**TASK OBJECTIVE:**
Give every line of the records below as a numbered list, skipping any blank lines.

--- Start of INFORMATION SUPPLIED ---

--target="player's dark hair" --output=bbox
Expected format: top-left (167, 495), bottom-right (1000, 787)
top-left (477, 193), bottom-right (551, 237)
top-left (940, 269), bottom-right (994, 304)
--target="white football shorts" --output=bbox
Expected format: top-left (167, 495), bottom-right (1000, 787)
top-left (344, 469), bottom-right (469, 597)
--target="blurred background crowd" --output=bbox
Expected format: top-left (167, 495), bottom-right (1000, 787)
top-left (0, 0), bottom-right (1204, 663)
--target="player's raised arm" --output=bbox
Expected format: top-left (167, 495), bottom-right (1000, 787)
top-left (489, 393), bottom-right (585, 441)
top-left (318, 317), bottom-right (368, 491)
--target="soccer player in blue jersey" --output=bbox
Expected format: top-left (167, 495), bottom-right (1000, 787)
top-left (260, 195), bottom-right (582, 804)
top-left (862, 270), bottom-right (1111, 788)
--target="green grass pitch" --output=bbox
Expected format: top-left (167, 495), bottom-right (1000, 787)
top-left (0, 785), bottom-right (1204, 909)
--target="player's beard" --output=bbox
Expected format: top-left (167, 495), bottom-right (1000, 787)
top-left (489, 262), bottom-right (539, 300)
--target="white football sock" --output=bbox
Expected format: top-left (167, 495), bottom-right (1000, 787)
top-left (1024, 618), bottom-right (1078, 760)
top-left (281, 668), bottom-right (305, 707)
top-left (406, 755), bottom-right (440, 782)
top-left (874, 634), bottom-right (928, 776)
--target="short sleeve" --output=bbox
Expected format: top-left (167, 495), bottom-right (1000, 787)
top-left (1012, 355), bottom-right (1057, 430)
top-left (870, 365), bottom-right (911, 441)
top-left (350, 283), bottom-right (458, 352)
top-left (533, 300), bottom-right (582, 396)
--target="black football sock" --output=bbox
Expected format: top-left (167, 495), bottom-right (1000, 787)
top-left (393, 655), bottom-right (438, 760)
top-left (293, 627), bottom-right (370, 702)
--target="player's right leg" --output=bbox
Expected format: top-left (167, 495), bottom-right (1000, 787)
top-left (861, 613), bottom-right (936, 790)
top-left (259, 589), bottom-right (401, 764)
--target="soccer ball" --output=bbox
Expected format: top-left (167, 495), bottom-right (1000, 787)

--- End of INFORMATION SUPPLIED ---

**WRITTEN SOLUTION:**
1. --target="player's dark hair" --output=bbox
2. Expected format: top-left (167, 495), bottom-right (1000, 787)
3. top-left (477, 193), bottom-right (551, 237)
4. top-left (940, 269), bottom-right (994, 304)
5. --target="white football shorts" --output=bbox
6. Expected format: top-left (167, 495), bottom-right (1000, 787)
7. top-left (344, 469), bottom-right (469, 597)
8. --target="blurred background crowd" --output=bbox
9. Expected format: top-left (167, 495), bottom-right (1000, 787)
10. top-left (0, 0), bottom-right (1204, 663)
11. --target="player's raised arm" --output=bbox
12. Expected format: top-left (167, 495), bottom-right (1000, 787)
13. top-left (489, 393), bottom-right (585, 441)
14. top-left (318, 317), bottom-right (368, 491)
15. --target="soccer player in blue jersey" --output=bbox
16. Expected format: top-left (167, 495), bottom-right (1000, 787)
17. top-left (260, 195), bottom-right (582, 804)
18. top-left (862, 270), bottom-right (1111, 788)
19. --target="green grass pitch" --output=bbox
20. Expected format: top-left (167, 495), bottom-right (1000, 787)
21. top-left (0, 785), bottom-right (1204, 909)
22. --target="player's beard" --output=bbox
23. Expected format: top-left (167, 495), bottom-right (1000, 787)
24. top-left (489, 262), bottom-right (539, 300)
25. --target="white football sock" --output=bbox
26. Expected format: top-left (167, 495), bottom-right (1000, 787)
27. top-left (1024, 618), bottom-right (1078, 760)
28. top-left (281, 668), bottom-right (305, 707)
29. top-left (406, 755), bottom-right (440, 782)
30. top-left (874, 634), bottom-right (928, 776)
31. --target="short sleeve" --output=bbox
32. Expected format: top-left (167, 495), bottom-right (1000, 787)
33. top-left (1012, 355), bottom-right (1057, 430)
34. top-left (870, 365), bottom-right (911, 441)
35. top-left (350, 283), bottom-right (458, 352)
36. top-left (533, 300), bottom-right (582, 396)
37. --target="black football sock" --output=bbox
38. Expected format: top-left (167, 495), bottom-right (1000, 787)
39. top-left (393, 655), bottom-right (438, 760)
40. top-left (293, 627), bottom-right (370, 702)
41. --target="player's right leg" --output=bbox
42. Expected format: top-left (167, 495), bottom-right (1000, 787)
43. top-left (861, 613), bottom-right (936, 790)
44. top-left (259, 589), bottom-right (401, 764)
45. --target="soccer ball" --output=bbox
46. Expected format: top-left (167, 495), bottom-right (1000, 787)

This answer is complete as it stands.